→ **Texte à lire**
Le street art et les fresques murales sont de plus en plus visibles dans les villes. Un art qui puise ses origines dans le béton de nos cités. À Amiens, dans le centre-ville, il suffit de tourner la tête pour apercevoir ces œuvres qui ornent les façades et l'intérieur des lieux publics. Des œuvres qui ont aujourd'hui vocation à durer.
Au pied d'un escalier mécanique pas encore en service, Fabien "Exkuz" Mazé se concentre pour que son trait soit précis. Un gros pinceau enduit de peinture noire en main, il délimite les contours de ce que sera bientôt une fresque gigantesque. Ses formes géométriques et ses couleurs apaisantes vont habiller l'entrée d'un magasin du centre-ville d'Amiens dont l'ouverture est prévue le 28 novembre.
Une première pour ce street artiste, qui expose déjà ses œuvres dans des galeries et qui a longtemps peint des graffitis clandestinement.
Faire découvrir l'univers de la street culture
Alors le va-et-vient des ouvriers et les bruits incessants de chantier qui l'entourent aujourd'hui, il en a vécu d'autres. "J’ai été amené à peindre dans des endroits qui ne sont pas accessibles, qui ne sont pas vus. J'ai été aussi amené à prendre des risques pour peindre, avoue-t-il. Et aujourd’hui, le fait de montrer ma création dans un espace comme celui-ci, ça me fait une sorte de vitrine. Il va y avoir du passage, des gens qui vont voir ce que je fais. C'est une façon de partager mon univers et ce que je fais avec les gens. Je considère un peu ça comme une forme de reconnaissance."
Car le street art se démocratise et intègre de plus en plus à Amiens. Depuis trois ans, sous l’impulsion de l'association Curb, des street artistes investissent les murs de la ville. Ici, une fresque monumentale sur la façade d'un gymnase.
Là, le portrait d’une agricultrice des hortillonnages sur un mur décrépit d'une rue piétonne réalisée par l'artiste italien Alberto Ruce. "Sa particularité, c'est de travailler sur des murs qui ont déjà vécu. Ce mur a des défauts et de ces défauts, il va en tirer un bénéfice pour en sortir une œuvre comme si elle avait toujours été sur ce mur, comme si le mur transpirait cette œuvre, décrypte Yann Colignon, directeur et curateur à l'association Curb. Associer l'artiste au territoire, c'est un objectif de Curb. L'idée, c'est de faire comprendre tout l'univers qui tourne autour de la culture urbaine qui est une culture du partage. Les artistes ont vraiment envie de s'ouvrir au plus grand nombre. Ce qu'on veut aussi, c'est permettre aux gens d'avoir un œil différent sur la ville comme avec ce mur."
Ce portrait XXL d'une maraîchère des hortillonnages fait partie de l'édition 2023 d'IC.ON.IC. Depuis trois ans, ce festival dédié à la culture urbaine habille la ville d'octobre à mi-novembre.

→ **Votre objectif**
Dans le texte sur le street art à Amiens, recopiez mot pour mot le passage qui s'ouvre sur les mots comportant "Le street art et" et se clôt sur "vocation à durer.".

[Enregistrements du jeu de données de pointage]
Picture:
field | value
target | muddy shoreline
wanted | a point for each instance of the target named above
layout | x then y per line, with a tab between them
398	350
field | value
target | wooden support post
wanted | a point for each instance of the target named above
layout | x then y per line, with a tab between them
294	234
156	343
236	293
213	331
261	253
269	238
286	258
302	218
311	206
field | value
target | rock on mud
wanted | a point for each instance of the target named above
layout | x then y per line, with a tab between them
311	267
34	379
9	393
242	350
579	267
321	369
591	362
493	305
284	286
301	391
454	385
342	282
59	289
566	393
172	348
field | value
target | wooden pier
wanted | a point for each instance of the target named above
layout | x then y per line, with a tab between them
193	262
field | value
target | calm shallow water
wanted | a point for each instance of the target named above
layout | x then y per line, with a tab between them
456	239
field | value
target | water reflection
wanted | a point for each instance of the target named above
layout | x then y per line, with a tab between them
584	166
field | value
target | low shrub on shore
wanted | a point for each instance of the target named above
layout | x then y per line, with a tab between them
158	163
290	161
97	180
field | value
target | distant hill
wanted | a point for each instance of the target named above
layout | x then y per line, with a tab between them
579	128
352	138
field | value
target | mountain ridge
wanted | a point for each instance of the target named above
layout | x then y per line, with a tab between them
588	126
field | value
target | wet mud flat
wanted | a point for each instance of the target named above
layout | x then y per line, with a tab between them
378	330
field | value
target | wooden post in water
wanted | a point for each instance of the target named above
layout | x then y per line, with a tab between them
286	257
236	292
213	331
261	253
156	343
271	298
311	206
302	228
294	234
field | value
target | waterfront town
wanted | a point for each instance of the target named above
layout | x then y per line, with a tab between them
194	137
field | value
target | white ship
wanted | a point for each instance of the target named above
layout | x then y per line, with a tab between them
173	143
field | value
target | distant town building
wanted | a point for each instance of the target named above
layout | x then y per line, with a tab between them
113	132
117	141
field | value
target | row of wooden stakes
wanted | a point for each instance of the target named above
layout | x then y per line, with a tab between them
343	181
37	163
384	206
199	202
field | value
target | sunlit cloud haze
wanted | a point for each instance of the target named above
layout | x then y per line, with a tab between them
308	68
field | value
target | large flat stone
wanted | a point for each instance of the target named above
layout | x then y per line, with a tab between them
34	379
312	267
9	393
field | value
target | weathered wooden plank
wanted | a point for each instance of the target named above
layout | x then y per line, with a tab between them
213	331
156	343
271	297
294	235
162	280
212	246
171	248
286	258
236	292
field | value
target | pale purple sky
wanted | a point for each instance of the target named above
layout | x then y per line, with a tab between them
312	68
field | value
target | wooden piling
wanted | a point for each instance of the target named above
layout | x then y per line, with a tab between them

→ **Réponse attendue**
Le street art et les fresques murales sont de plus en plus visibles dans les villes. Un art qui puise ses origines dans le béton de nos cités. À Amiens, dans le centre-ville, il suffit de tourner la tête pour apercevoir ces œuvres qui ornent les façades et l'intérieur des lieux publics. Des œuvres qui ont aujourd'hui vocation à durer.